> _Materials provided_
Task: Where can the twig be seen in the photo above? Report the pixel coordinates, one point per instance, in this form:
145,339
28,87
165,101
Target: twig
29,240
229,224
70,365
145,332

> _Task to complete_
Write every entry out again exactly.

> _Answer to this task_
Task: Where can the twig be seen in the photo above? Report the pixel coordinates, one point per instance, in this form:
145,339
28,87
165,101
Target: twig
29,240
229,224
70,365
145,332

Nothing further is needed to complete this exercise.